EXCERPT:
Endpoints

The backend exposes exactly two business endpoints: POST /character/processing and POST /character/chat. Plus /health and /metrics for operations.

The backend is intentionally small at the HTTP surface. There are two business endpoints and two operational endpoints. Anything more complex is composed from these.

Summary

Method	Path	Purpose	Response
GET	`/health`	Liveness probe	`200 text/plain "ok"`
GET	`/metrics`	Prometheus scrape	Prometheus text format
POST	`/character/processing`	Submit a book for ingestion	`202` with `job accepted`, or `400`/`422`/`500`
POST	`/character/chat`	Stream a chat reply	SSE stream of `token`, `done`, or `error` events

POST /character/processing

Submit a book for ingestion. The request is validated synchronously and a job is enqueued; the response returns 202 immediately.

Request body

{
  "book_id": "uuid",
  "file_url": "https://<supabase>/storage/...",
  "user_id": "uuid"
}

Behavior

Confirm the book exists in Supabase.
Download the file via httpx with a 120-second timeout.
Reject anything that is not .txt or .md (returns 422).
Push a job dict to the Redis list processing_queue.
Return 202 with {"status": "accepted", "job_id": "..."}.

Error responses

400 (malformed body)
422 (invalid file extension or missing book)
500 (internal failure, e.g., Supabase unreachable)

The actual BookNLP extraction, prompt generation, and indexing happen asynchronously in the JobManager. The frontend observes completion through the Supabase books.processing_status field.

The endpoint validates the session (it must exist in Supabase, and the user_id must match), acquires a per-session write lock in Redis, and then begins streaming. See Chat Flow for the full sequence.

Success events

data: {"token":"..."}, one per LLM token
data: {"done":true,"full_response":"..."}, the final event

SSE error events

data: {"error":"...","code":429} (another request is already streaming for this session)
data: {"error":"...","code":502} (LLM call failed mid-stream)

Session-not-found and user-mismatch are returned as HTTP 404 before the SSE stream starts. Once the stream begins, errors are emitted as SSE events.

GET /health

Liveness probe. Returns 200 text/plain "ok". No body, no caching headers, no dependencies checked. Used by Traefik and Docker health checks.

GET /metrics

Prometheus scrape endpoint. Returns metrics in the Prometheus text format. No caching headers. The full list of metrics is in Observability.

Why So Few Endpoints

The backend is a focused service. The frontend owns auth, library, payments, comments, notifications, and the admin panel. Pushing more endpoints into the backend would mean duplicating the auth and ownership logic that already lives in the frontend. Keeping the surface to two business endpoints keeps the trust boundary narrow: the backend trusts the user_id and book_id from the frontend, and that is enough.

EXERCISE 1:
Answer these questions from the endpoints page.
(a) What timeout is used when downloading the submitted file?
(b) Which Supabase field does the frontend use to observe that processing has completed?
(c) What code comes with the SSE error event sent when another request is already streaming for the same session?
EXERCISE 2:
Reproduce the stretch of the endpoints page from "SSE error events" through "call failed mid-stream)".

AVAILABLE DATA:
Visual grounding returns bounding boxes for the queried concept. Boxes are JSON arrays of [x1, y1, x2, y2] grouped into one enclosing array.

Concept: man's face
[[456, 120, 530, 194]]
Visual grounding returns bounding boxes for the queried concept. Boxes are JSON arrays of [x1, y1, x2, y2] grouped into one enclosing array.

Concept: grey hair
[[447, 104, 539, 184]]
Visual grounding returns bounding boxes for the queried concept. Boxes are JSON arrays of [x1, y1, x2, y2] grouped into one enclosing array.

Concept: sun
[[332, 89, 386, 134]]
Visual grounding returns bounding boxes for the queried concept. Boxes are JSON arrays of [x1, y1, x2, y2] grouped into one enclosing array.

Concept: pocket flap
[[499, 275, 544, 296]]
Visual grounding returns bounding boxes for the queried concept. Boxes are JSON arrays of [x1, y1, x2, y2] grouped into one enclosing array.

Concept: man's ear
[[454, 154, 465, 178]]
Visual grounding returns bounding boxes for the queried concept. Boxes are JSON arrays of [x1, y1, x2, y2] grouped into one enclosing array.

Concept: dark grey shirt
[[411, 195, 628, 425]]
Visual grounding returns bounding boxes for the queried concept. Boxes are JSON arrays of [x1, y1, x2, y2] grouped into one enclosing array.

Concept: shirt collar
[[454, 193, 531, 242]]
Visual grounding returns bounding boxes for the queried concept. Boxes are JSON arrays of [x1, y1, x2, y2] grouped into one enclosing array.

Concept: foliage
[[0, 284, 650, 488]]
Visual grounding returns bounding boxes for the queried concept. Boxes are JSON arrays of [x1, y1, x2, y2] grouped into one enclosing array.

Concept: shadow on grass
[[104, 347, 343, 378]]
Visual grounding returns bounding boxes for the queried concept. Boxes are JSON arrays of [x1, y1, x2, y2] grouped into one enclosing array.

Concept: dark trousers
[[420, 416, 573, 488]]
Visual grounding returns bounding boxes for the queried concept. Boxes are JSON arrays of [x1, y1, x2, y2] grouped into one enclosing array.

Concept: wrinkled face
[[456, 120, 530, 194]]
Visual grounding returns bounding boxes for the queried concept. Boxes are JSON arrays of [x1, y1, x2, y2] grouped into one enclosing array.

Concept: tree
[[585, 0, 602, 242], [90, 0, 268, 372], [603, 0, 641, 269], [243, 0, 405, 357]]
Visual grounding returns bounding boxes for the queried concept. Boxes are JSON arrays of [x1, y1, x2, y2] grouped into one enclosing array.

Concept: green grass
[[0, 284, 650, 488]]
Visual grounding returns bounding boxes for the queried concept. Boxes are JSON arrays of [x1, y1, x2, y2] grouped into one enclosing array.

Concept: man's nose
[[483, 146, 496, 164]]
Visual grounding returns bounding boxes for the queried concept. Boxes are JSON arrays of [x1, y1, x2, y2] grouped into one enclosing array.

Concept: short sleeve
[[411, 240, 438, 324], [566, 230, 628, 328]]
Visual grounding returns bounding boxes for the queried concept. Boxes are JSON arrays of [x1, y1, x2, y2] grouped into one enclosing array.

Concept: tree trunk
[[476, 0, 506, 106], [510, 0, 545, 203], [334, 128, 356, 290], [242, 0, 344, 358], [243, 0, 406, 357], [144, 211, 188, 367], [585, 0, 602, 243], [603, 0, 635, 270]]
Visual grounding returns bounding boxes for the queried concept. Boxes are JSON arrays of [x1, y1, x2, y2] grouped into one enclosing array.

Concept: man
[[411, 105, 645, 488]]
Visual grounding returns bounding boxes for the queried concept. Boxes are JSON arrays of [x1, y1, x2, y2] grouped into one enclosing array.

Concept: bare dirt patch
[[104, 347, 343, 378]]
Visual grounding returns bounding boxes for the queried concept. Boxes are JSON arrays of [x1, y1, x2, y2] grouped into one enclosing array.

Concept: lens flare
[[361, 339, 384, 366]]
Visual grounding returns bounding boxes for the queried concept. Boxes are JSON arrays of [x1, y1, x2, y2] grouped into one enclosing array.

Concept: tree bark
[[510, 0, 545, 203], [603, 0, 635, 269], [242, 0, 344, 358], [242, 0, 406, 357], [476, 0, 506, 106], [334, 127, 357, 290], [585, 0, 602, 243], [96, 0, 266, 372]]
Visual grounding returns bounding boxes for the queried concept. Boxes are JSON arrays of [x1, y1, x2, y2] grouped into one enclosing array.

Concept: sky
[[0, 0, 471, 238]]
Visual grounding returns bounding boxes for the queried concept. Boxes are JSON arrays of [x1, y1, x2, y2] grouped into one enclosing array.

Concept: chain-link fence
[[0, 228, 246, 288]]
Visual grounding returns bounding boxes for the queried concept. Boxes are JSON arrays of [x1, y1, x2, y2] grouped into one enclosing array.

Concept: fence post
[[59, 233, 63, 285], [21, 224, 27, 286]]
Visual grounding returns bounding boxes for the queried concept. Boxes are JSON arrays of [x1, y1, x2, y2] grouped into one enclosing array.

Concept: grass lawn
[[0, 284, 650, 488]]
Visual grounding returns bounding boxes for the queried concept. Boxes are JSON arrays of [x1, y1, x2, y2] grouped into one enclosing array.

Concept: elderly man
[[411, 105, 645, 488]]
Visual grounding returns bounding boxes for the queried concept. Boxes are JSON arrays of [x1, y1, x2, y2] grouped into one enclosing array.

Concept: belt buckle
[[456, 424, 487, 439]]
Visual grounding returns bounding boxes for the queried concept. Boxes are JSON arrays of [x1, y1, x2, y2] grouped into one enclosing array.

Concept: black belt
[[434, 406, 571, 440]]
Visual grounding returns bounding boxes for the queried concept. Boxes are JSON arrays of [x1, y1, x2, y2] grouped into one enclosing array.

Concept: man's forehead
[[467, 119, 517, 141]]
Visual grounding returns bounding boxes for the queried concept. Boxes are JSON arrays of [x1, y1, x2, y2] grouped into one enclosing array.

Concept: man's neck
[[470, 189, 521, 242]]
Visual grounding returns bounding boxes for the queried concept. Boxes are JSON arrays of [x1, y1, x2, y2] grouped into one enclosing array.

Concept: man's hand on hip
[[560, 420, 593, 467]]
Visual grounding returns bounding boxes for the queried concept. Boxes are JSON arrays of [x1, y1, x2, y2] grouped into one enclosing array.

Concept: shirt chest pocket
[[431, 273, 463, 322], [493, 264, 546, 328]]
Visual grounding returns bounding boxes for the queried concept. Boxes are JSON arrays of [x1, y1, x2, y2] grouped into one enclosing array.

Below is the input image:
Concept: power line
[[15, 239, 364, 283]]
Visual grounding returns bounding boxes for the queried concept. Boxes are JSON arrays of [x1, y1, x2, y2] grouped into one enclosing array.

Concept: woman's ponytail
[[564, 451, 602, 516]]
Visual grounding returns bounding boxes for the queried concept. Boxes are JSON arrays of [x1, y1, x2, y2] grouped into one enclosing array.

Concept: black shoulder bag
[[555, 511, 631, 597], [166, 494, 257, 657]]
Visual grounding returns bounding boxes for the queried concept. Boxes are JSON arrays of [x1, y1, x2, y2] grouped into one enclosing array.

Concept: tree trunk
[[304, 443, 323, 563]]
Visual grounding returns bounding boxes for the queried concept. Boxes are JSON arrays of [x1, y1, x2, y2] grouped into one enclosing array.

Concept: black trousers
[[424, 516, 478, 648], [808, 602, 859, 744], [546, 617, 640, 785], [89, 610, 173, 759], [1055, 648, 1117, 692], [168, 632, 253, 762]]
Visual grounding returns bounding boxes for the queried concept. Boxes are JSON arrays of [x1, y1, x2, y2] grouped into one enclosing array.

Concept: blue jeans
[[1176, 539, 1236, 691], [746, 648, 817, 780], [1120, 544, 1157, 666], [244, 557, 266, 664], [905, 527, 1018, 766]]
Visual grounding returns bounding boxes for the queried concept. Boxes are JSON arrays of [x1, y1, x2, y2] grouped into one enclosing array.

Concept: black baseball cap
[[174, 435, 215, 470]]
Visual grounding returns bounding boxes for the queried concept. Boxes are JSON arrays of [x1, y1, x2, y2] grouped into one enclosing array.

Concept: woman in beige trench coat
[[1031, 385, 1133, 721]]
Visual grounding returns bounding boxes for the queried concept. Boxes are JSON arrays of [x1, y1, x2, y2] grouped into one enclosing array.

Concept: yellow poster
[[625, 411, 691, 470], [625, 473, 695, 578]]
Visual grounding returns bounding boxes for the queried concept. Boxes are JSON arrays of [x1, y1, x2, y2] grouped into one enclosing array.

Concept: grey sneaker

WRITTEN RESPONSE 1:
(a) 120 seconds.
(b) books.processing_status.
(c) 429.

WRITTEN RESPONSE 2:
SSE error events

data: {"error":"...","code":429} (another request is already streaming for this session)
data: {"error":"...","code":502} (LLM call failed mid-stream)